▶ _DATASET_:

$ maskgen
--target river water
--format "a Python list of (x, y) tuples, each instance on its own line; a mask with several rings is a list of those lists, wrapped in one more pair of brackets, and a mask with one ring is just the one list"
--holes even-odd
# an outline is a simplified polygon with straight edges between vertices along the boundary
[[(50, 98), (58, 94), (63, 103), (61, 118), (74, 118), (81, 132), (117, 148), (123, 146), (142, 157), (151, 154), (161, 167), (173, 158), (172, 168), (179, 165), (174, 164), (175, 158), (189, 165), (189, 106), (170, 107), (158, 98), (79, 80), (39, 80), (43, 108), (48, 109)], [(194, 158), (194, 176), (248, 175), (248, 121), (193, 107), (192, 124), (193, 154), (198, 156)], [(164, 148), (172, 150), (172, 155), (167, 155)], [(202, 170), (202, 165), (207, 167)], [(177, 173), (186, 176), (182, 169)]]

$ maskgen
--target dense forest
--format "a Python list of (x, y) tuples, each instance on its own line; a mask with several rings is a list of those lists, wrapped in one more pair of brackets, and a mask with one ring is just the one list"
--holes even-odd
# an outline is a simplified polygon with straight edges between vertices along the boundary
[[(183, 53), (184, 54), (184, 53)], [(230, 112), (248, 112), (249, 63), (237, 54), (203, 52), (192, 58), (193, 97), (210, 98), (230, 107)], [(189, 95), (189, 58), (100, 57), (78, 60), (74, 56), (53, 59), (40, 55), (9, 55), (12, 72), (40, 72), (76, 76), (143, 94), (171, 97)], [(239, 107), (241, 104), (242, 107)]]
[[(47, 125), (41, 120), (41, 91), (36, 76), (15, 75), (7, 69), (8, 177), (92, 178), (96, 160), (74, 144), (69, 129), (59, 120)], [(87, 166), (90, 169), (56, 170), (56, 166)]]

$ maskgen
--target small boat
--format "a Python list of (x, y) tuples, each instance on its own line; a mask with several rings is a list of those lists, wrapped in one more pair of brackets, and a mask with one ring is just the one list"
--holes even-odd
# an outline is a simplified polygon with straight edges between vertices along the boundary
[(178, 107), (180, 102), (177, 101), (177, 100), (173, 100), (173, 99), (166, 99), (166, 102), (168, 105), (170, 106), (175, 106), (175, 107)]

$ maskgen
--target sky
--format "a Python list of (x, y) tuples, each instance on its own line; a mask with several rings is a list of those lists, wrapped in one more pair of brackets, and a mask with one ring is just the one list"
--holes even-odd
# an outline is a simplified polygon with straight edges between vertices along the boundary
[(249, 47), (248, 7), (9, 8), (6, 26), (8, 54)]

▶ _PROBLEM TO WORK ON_: Return the records unchanged, from their first line up to and including the line that contains "170), (56, 166)]]".

▶ _CORRECT ANSWER_:
$ maskgen
--target river water
--format "a Python list of (x, y) tuples, each instance on its own line; a mask with several rings is a list of those lists, wrapped in one more pair of brackets, and a mask with one ring is just the one list"
--holes even-odd
# an outline is a simplified polygon with straight edges between vertices along the boundary
[[(50, 98), (58, 94), (63, 103), (61, 118), (74, 118), (81, 132), (117, 148), (123, 146), (142, 157), (151, 154), (161, 167), (173, 158), (172, 168), (179, 165), (174, 164), (175, 158), (189, 165), (189, 106), (170, 107), (158, 98), (79, 80), (39, 80), (43, 108), (48, 109)], [(194, 158), (194, 176), (248, 175), (248, 121), (193, 107), (192, 124), (193, 154), (198, 156)], [(164, 148), (172, 150), (172, 155), (167, 155)], [(202, 170), (202, 165), (207, 167)], [(177, 173), (186, 176), (182, 169)]]

$ maskgen
--target dense forest
--format "a Python list of (x, y) tuples, each instance on its own line; a mask with several rings is a list of those lists, wrapped in one more pair of brackets, and a mask with one ring is just the one list"
--holes even-odd
# an outline is a simplified polygon with straight edges between vertices along the boundary
[[(183, 53), (184, 54), (184, 53)], [(230, 112), (248, 112), (249, 63), (237, 54), (203, 52), (192, 58), (193, 97), (210, 98), (230, 107)], [(189, 95), (189, 58), (100, 57), (78, 60), (74, 56), (53, 59), (40, 55), (9, 55), (12, 72), (40, 72), (76, 76), (143, 94), (171, 97)], [(239, 107), (241, 104), (242, 107)]]
[[(47, 125), (41, 120), (41, 91), (36, 76), (15, 75), (7, 69), (8, 177), (92, 178), (96, 160), (74, 144), (69, 129), (59, 120)], [(87, 166), (90, 169), (56, 170), (56, 166)]]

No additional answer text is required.